**Directions**
Reproduce every line of the listing below from the line with "Place a point on each instance of the cow ear, one" up to and including the line with "x=73, y=300", rescaling each answer coordinate under "Return value:" by 1.6 and rounding to whole numbers, with halves rounded up. Leave the sample coordinates after "in the form" and all other wording unchanged.

— start —

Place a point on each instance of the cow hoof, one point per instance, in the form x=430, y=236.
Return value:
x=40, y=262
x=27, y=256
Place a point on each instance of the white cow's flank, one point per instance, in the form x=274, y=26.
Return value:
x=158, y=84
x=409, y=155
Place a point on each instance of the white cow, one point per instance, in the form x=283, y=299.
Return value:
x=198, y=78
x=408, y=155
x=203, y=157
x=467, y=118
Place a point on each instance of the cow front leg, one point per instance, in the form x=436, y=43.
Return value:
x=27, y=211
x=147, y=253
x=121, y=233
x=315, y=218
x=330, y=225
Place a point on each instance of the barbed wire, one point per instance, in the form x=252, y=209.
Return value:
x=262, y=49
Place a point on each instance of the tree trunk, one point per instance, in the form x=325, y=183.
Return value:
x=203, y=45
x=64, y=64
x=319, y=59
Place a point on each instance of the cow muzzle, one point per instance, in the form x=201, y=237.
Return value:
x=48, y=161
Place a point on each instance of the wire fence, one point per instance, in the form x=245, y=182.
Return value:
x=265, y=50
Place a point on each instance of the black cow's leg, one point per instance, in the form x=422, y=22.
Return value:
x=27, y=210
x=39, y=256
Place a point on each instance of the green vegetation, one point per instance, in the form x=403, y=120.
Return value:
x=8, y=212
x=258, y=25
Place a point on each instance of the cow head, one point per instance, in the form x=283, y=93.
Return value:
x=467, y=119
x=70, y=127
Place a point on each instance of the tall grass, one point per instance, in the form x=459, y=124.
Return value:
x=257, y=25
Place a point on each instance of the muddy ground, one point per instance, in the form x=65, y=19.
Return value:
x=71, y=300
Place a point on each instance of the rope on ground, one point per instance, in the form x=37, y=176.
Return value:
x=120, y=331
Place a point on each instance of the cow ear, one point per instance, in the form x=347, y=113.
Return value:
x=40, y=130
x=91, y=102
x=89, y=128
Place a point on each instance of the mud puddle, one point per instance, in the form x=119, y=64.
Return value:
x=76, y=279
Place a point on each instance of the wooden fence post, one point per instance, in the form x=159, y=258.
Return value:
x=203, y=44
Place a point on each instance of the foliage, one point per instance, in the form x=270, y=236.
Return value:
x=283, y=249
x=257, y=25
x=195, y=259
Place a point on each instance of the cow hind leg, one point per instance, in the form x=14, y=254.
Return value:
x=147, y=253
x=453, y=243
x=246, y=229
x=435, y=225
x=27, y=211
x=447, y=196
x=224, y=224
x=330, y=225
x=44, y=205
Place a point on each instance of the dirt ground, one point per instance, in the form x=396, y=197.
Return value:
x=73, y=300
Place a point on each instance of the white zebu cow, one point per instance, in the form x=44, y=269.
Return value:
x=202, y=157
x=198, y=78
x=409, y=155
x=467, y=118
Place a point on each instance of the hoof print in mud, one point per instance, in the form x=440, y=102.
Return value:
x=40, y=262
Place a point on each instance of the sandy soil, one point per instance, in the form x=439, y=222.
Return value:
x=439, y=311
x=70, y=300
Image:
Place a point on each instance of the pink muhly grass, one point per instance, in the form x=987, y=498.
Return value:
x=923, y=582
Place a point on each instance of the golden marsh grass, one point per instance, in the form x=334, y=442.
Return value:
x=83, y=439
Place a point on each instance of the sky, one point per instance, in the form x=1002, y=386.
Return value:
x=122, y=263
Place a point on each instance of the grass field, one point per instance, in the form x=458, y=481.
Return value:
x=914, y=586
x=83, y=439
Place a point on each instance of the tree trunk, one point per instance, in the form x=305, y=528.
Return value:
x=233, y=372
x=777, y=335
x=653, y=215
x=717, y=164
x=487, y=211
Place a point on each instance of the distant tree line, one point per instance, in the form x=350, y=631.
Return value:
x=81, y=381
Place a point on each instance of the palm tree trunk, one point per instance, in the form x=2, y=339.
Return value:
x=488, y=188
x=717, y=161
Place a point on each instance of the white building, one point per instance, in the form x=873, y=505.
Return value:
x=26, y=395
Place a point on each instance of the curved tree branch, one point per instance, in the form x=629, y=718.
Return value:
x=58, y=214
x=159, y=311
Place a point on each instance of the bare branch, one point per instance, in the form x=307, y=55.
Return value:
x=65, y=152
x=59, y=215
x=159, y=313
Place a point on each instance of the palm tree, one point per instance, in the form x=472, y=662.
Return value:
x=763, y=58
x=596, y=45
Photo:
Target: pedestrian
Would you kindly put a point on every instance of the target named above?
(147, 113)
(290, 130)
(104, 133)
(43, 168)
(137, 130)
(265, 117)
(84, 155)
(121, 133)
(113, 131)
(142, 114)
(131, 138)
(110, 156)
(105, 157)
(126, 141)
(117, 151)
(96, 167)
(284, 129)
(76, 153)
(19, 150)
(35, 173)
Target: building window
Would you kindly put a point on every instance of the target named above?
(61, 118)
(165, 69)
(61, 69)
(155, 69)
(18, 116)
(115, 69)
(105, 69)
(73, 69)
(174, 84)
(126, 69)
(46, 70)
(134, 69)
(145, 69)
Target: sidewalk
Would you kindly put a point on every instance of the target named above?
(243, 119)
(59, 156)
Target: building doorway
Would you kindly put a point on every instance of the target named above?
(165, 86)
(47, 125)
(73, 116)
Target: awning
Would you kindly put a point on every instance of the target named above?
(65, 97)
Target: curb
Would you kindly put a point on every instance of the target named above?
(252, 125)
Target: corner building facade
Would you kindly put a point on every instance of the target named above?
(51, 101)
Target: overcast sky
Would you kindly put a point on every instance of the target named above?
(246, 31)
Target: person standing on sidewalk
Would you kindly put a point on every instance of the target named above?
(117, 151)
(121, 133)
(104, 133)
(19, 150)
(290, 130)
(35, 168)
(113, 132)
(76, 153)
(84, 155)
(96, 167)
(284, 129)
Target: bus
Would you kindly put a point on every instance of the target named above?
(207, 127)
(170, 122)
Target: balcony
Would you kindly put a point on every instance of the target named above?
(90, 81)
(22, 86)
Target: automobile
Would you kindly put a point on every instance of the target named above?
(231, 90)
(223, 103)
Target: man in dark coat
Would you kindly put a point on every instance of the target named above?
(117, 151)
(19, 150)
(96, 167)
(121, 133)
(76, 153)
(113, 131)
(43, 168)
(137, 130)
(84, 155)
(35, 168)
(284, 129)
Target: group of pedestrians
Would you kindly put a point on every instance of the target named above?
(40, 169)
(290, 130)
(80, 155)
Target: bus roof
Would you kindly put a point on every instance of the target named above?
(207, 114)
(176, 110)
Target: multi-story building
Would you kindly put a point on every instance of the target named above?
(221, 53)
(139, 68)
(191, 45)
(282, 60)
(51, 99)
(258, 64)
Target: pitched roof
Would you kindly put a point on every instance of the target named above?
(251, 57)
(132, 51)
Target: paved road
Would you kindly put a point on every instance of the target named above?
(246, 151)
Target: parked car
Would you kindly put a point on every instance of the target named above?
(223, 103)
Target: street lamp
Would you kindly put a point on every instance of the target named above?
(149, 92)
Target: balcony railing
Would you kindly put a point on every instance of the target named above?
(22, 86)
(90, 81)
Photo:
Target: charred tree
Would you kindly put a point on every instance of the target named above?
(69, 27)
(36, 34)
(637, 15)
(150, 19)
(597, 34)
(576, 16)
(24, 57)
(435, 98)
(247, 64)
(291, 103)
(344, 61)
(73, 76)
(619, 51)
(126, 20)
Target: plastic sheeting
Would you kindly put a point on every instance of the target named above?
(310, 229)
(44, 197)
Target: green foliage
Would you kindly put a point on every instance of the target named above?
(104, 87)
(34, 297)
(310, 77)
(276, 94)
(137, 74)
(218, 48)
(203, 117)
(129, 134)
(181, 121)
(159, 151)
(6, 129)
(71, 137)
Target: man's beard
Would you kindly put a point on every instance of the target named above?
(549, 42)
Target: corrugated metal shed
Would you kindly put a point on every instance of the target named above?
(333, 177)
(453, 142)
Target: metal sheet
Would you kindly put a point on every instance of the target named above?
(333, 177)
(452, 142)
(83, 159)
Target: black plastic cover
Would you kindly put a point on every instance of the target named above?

— end —

**Correct result**
Place a point on each instance of the cow ear, one point per instance, in the form x=347, y=113.
Return value:
x=64, y=208
x=146, y=163
x=142, y=205
Place a point on each instance of the mud puddle, one point per instance, in the form x=119, y=64.
Return value:
x=122, y=446
Place a point on each instance of the wooden fence post, one point per instance, in the form x=159, y=258.
Return value:
x=325, y=70
Place a point on each instance of the foliage, one point per instance, in the form x=270, y=236.
Return value:
x=453, y=398
x=411, y=40
x=312, y=414
Place a point on each instance of the cow hind leg, one point per instance, in the form x=14, y=254.
Return value:
x=235, y=405
x=725, y=389
x=394, y=366
x=696, y=360
x=43, y=338
x=715, y=314
x=358, y=358
x=528, y=360
x=70, y=328
Place a point on each instance of the dirt ground, one point per instance, in the form x=396, y=197.
Return value:
x=117, y=480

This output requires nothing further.